*WRITTEN REQUEST*:
Retype, without alteration, each line from the line containing "The call MUST return, for every instance of the female" to the final line of the records.

*DATA FOR THE TASK*:

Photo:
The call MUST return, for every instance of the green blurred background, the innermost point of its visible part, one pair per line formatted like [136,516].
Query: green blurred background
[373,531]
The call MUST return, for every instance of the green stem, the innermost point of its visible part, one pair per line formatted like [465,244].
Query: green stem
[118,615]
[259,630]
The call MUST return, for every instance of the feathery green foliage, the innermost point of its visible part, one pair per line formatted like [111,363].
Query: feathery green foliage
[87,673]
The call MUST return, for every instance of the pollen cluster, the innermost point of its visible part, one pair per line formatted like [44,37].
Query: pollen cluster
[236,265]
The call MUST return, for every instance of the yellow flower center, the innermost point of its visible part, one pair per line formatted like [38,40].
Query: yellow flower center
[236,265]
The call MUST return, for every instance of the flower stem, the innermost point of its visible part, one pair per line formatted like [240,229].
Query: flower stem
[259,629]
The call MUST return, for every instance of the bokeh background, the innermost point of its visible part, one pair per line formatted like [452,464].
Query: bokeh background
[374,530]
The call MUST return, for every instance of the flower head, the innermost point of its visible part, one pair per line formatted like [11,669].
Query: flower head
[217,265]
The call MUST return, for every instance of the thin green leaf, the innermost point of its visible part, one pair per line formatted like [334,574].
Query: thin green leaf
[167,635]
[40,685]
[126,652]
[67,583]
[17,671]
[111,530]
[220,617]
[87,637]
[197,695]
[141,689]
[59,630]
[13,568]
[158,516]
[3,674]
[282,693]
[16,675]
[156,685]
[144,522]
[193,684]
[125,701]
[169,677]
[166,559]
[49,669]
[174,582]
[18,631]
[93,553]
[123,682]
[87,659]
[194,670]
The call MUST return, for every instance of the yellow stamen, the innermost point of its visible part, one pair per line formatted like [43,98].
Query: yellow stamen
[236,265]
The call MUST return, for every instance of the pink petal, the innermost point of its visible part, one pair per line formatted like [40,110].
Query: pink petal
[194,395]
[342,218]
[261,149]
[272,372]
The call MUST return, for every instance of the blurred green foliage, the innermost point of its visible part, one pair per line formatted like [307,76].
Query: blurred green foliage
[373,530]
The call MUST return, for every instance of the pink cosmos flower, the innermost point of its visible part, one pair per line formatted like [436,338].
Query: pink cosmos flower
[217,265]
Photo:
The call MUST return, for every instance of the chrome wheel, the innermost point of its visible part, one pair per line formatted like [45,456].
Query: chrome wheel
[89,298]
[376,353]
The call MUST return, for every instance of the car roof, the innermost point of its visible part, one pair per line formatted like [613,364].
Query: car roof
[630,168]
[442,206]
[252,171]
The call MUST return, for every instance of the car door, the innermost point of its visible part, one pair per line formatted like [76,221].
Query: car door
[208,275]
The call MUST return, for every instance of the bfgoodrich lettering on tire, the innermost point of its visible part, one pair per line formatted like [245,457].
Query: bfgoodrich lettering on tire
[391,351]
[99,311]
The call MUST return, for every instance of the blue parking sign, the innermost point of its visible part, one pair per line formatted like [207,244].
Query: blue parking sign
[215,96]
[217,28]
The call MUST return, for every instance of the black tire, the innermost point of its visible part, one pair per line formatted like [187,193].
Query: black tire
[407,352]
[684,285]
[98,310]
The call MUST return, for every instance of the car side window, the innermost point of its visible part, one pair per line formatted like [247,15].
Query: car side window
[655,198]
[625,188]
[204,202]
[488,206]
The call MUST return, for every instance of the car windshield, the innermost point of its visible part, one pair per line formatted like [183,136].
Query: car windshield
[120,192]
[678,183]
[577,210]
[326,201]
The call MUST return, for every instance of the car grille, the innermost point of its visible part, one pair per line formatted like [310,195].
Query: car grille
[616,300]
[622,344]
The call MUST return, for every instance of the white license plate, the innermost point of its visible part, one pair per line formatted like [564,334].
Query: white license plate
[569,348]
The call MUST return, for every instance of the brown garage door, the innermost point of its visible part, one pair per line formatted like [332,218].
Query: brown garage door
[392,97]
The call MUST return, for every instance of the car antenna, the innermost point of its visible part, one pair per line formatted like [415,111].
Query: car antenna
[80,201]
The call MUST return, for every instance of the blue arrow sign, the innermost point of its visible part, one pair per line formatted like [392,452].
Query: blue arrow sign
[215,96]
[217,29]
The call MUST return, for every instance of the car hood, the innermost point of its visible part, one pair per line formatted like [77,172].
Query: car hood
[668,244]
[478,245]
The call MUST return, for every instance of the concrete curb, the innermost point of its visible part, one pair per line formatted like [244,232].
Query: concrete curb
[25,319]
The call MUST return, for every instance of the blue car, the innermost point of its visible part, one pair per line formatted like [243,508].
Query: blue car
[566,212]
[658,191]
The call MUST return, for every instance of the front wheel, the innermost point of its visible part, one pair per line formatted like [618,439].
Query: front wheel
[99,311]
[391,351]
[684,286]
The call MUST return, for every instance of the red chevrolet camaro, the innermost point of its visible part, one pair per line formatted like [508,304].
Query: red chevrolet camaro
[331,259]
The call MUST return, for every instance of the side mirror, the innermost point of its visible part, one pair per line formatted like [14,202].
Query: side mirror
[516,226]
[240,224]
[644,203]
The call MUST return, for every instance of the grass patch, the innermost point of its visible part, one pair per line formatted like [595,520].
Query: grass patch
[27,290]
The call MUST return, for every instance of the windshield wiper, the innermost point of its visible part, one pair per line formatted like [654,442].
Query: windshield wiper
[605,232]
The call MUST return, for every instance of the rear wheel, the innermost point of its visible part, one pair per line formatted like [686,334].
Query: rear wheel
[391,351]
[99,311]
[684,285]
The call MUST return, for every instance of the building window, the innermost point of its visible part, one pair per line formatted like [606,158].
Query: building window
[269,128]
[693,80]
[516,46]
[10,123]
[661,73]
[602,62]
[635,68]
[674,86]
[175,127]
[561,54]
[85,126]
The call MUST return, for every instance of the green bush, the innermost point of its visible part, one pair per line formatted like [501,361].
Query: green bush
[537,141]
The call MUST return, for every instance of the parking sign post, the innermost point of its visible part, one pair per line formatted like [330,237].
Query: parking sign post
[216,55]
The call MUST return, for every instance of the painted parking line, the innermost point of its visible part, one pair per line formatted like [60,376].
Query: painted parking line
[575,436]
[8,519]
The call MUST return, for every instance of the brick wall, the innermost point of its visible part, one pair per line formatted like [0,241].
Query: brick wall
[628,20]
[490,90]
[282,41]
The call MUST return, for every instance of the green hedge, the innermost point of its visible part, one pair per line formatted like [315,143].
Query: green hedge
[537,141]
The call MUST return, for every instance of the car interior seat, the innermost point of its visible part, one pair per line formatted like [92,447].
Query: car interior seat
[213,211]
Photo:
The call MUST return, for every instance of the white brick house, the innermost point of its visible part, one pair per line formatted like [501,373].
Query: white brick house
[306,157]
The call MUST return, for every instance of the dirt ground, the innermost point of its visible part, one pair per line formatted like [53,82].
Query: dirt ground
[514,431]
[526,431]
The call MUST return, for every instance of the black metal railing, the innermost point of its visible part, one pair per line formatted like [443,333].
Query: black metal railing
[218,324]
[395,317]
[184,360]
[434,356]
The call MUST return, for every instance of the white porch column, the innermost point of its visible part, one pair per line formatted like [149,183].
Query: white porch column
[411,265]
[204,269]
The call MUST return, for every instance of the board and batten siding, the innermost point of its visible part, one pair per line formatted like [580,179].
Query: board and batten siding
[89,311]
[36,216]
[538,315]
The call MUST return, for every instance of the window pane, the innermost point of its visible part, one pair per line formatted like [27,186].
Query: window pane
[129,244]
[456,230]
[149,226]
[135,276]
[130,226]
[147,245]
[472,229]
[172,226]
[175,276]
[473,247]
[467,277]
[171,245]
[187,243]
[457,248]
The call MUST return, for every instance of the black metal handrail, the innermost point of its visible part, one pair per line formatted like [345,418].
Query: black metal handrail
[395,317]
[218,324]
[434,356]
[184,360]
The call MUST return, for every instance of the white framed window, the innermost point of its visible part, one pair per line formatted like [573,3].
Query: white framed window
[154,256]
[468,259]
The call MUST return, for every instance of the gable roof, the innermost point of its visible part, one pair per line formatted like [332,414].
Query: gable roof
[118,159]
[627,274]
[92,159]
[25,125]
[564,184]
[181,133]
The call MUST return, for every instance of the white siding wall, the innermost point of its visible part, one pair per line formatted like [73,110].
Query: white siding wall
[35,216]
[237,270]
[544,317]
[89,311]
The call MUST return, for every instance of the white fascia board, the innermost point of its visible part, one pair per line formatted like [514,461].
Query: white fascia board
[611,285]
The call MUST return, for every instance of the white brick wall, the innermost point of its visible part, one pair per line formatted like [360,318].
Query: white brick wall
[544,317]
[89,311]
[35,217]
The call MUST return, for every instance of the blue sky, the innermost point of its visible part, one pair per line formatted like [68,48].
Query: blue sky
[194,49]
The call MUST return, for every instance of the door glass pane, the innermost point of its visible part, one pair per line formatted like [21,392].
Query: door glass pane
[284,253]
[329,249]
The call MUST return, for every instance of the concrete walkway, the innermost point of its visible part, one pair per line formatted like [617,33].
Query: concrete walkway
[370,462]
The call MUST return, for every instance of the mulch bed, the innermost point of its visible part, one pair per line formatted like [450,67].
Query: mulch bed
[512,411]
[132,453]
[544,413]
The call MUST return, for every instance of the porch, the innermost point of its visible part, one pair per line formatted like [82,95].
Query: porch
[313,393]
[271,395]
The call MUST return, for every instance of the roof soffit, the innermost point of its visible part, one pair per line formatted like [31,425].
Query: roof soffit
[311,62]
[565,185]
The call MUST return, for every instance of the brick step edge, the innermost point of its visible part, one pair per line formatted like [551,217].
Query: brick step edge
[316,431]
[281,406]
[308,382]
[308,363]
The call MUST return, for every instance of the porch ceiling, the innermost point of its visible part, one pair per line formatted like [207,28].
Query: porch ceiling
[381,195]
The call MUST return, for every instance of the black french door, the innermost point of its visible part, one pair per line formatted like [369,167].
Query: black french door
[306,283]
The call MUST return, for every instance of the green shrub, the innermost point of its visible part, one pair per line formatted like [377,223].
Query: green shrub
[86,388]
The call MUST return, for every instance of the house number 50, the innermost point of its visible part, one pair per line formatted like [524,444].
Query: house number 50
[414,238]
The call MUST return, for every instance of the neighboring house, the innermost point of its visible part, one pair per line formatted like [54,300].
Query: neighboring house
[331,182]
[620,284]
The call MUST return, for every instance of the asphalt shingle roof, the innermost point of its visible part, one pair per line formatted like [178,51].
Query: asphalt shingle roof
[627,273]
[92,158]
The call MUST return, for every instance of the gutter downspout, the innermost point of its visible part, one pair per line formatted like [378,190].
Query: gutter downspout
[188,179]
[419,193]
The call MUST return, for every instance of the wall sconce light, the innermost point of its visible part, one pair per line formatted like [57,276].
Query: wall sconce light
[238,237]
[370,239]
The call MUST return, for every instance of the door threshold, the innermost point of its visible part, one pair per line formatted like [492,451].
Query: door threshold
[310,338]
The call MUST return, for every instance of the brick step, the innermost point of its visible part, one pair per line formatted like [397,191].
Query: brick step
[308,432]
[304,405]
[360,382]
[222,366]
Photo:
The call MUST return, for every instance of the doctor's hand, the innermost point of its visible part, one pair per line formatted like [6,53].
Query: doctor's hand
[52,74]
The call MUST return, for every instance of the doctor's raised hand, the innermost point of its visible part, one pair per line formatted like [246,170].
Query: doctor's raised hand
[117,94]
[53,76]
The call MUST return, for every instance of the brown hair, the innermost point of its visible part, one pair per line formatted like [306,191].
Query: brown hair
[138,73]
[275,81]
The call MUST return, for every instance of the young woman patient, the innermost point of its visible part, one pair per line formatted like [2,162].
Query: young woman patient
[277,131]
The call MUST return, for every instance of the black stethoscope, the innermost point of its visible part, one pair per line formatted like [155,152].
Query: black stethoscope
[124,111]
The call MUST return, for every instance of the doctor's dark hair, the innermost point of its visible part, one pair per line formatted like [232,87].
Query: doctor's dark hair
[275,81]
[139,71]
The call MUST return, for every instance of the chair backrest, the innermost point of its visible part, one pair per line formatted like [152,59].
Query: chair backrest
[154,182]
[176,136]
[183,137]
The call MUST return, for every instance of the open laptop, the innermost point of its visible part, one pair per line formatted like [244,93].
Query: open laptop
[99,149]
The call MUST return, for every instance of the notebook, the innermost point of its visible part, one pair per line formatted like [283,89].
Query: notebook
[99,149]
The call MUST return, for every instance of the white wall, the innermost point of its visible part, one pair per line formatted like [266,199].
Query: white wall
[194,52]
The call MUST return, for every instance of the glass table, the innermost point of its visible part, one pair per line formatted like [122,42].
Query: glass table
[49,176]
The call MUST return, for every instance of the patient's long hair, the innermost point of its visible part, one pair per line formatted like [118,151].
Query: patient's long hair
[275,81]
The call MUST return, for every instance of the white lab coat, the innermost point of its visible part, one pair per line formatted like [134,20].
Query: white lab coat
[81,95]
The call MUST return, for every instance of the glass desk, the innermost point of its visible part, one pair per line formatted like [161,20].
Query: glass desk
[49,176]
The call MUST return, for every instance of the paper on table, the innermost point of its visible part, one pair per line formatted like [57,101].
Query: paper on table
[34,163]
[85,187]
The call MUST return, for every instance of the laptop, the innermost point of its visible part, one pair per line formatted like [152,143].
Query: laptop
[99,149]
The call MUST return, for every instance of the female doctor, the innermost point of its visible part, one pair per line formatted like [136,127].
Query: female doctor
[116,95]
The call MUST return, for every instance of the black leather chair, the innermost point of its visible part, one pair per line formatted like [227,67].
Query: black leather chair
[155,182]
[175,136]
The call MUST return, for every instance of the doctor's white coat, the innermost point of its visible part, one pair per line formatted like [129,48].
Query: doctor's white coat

*THE SOLUTION*:
The call MUST return, for every instance of the female doctor, the innermost point of its visible part, one pair per line formatted like [136,127].
Query: female doctor
[116,95]
The call MUST return, for every instance of the black leather chair, the innermost point of its visible part, one pair per line formatted like [227,67].
Query: black leather chair
[155,182]
[175,136]
The call MUST return, for every instance of the doctor's white coat, the innermost point of its visible part, one pair per line formatted like [129,48].
Query: doctor's white coat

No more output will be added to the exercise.